*Job*: Transcribe each record exactly as it appears.
------ Records shown ------
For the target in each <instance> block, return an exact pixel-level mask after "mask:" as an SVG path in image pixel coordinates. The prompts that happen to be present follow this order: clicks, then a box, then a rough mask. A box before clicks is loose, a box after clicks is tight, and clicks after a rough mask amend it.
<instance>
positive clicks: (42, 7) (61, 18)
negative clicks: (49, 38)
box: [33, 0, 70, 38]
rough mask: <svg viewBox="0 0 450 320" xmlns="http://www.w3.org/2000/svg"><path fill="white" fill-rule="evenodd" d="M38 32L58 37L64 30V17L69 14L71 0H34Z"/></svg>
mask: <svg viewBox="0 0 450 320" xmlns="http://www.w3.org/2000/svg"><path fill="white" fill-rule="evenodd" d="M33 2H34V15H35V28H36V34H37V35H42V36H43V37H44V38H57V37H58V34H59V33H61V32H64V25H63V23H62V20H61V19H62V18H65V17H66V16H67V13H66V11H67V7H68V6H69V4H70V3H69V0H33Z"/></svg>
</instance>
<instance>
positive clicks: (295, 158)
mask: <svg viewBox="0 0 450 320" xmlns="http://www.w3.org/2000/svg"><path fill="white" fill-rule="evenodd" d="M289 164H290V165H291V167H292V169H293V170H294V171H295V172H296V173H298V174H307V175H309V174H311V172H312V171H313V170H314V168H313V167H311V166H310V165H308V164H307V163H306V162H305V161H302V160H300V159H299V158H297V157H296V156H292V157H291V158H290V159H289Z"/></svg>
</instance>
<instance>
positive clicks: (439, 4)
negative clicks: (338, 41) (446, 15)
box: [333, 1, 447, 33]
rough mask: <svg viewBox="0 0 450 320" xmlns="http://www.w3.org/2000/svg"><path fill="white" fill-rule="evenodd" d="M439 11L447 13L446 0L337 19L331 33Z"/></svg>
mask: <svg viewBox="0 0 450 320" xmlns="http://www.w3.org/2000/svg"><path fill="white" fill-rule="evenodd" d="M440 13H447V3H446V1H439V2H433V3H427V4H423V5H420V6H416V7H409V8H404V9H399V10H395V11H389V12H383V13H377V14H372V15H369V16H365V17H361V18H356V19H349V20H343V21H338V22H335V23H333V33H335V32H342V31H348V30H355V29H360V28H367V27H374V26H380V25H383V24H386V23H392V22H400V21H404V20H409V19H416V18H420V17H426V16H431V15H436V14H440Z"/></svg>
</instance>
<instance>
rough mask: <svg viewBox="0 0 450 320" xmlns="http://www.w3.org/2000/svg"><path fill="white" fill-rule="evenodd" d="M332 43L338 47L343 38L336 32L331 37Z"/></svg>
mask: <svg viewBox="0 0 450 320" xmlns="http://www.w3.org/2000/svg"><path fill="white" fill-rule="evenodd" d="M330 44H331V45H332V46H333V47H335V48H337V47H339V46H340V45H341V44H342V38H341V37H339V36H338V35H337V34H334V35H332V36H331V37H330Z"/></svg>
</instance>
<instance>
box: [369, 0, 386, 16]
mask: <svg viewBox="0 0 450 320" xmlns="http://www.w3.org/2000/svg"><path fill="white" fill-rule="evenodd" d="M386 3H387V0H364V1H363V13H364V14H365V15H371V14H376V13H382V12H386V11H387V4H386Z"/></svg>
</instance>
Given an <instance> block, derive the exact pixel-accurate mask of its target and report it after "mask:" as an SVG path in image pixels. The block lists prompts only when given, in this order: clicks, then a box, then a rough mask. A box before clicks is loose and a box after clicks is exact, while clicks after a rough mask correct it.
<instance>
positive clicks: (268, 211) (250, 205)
------
*Problem solution*:
For the target in each <instance> block, return an exact pixel-level mask after "mask:" as an SVG path in image pixel coordinates. The prompts that happen to be present follow this order: clicks, then a box, then a rough mask. A box before clicks is loose, a box after clicks is tight, and clicks after a rough mask amend it.
<instance>
positive clicks: (42, 7) (61, 18)
negative clicks: (49, 38)
box: [33, 0, 70, 38]
rough mask: <svg viewBox="0 0 450 320" xmlns="http://www.w3.org/2000/svg"><path fill="white" fill-rule="evenodd" d="M38 32L58 37L64 30V17L69 14L71 0H34Z"/></svg>
mask: <svg viewBox="0 0 450 320" xmlns="http://www.w3.org/2000/svg"><path fill="white" fill-rule="evenodd" d="M33 2H34V15H35V28H36V34H37V35H42V36H43V37H44V38H57V37H58V34H59V33H61V32H64V25H63V23H62V20H61V19H62V18H65V17H66V16H67V13H66V11H67V7H68V6H69V4H70V3H69V0H33Z"/></svg>
</instance>
<instance>
positive clicks: (295, 158)
mask: <svg viewBox="0 0 450 320" xmlns="http://www.w3.org/2000/svg"><path fill="white" fill-rule="evenodd" d="M289 164H290V165H291V167H292V169H293V170H294V171H295V172H296V173H298V174H307V175H309V174H311V172H312V171H313V170H314V168H313V167H311V166H310V165H308V164H307V163H306V162H305V161H302V160H300V159H299V158H297V157H296V156H292V157H291V158H290V159H289Z"/></svg>
</instance>
<instance>
positive clicks: (439, 4)
negative clicks: (338, 41) (446, 15)
box: [333, 1, 447, 33]
rough mask: <svg viewBox="0 0 450 320" xmlns="http://www.w3.org/2000/svg"><path fill="white" fill-rule="evenodd" d="M439 11L447 13L446 0L337 19L331 33Z"/></svg>
mask: <svg viewBox="0 0 450 320" xmlns="http://www.w3.org/2000/svg"><path fill="white" fill-rule="evenodd" d="M440 13H447V3H446V1H439V2H433V3H427V4H423V5H420V6H416V7H409V8H404V9H399V10H395V11H389V12H383V13H377V14H372V15H369V16H365V17H361V18H356V19H349V20H343V21H338V22H335V23H333V33H335V32H342V31H348V30H355V29H360V28H367V27H374V26H380V25H383V24H386V23H392V22H400V21H404V20H409V19H416V18H420V17H426V16H431V15H436V14H440Z"/></svg>
</instance>
<instance>
rough mask: <svg viewBox="0 0 450 320" xmlns="http://www.w3.org/2000/svg"><path fill="white" fill-rule="evenodd" d="M332 43L338 47L343 38L336 32L331 37Z"/></svg>
mask: <svg viewBox="0 0 450 320" xmlns="http://www.w3.org/2000/svg"><path fill="white" fill-rule="evenodd" d="M330 44H331V45H332V46H333V47H335V48H337V47H339V46H340V45H341V44H342V38H341V37H339V36H338V35H337V34H334V35H332V36H331V37H330Z"/></svg>
</instance>
<instance>
box: [369, 0, 386, 16]
mask: <svg viewBox="0 0 450 320" xmlns="http://www.w3.org/2000/svg"><path fill="white" fill-rule="evenodd" d="M386 3H387V0H364V1H363V13H364V14H365V15H371V14H376V13H382V12H386V11H387V4H386Z"/></svg>
</instance>
Given an <instance> block, derive the exact pixel-accurate mask of its target and report it after "mask:" as an SVG path in image pixels. The block lists prompts only when given, in this order: clicks, then a box, then a rough mask. A box before clicks is loose and a box after clicks is exact, while clicks after a rough mask correct it.
<instance>
positive clicks: (268, 211) (250, 205)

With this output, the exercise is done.